SELECTED EXTRACT START

Component Host Purpose
Ollama mokou Inference server, GPU-accelerated
paperless-gpt ereshkigal LLM auto-tagging sidecar for Paperless-NGX
Open-WebUI ereshkigal LLM chat + document RAG over mokou’s Ollama (HTTP 3000 / HTTPS 3001)
AnythingLLM ereshkigal RAG chat sidecar over the document library (HTTP 13001 / HTTPS 13002)
agents mokou (CLI) Personal data archeology tools
llm CLI dev shell Offline flake-maintenance assistant (llm -t nix-maint)
llm-maint dev shell llm -t nix-maint with live repo facts (nixpkgs lock, modules, hosts) injected
kiwix-ask dev shell Retrieval-grounded answers from voile’s Kiwix

Key design decisions#

Everything runs locally. Documents contain personal financial, medical, and legal data — sending them to an external API is not acceptable.

mokou provides GPU inference for the whole network. Rather than replicating GPU setup per host, every consumer reaches mokou over Tailscale. The Tailscale FQDN keeps addressing stable regardless of DHCP assignment.

SELECTED EXTRACT END

#### WORK INSTRUCTION 1
Answer these questions about the local LLM setup text:
(a) On which host does Ollama run?
(b) Which HTTP and HTTPS ports does AnythingLLM use?
(c) What kinds of personal data do the documents contain?
#### WORK INSTRUCTION 2
Resume the local LLM setup text after its final sentence.

DATA UNDER STUDY START

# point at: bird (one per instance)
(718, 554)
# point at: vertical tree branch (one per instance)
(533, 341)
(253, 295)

DATA UNDER STUDY END

#### EXERCISE ANSWER 1
(a) mokou
(b) HTTP 13001 and HTTPS 13002
(c) Financial, medical, and legal data

#### EXERCISE ANSWER 2
Small models with constrained output. At 3b parameters, reliability comes from forcing the model into a tight output format (single word, JSON schema, CSV) rather than asking for open-ended prose. See the individual pages for prompt patterns.

Offline maintenance, not just offline inference. The same Ollama also backs the llm CLI and kiwix-ask, so the flake itself stays maintainable during a cloud-AI outage: qwen2.5-coder:7b stands in for ChatGPT/Claude, and voile’s offline Kiwix archive stands in for the open web.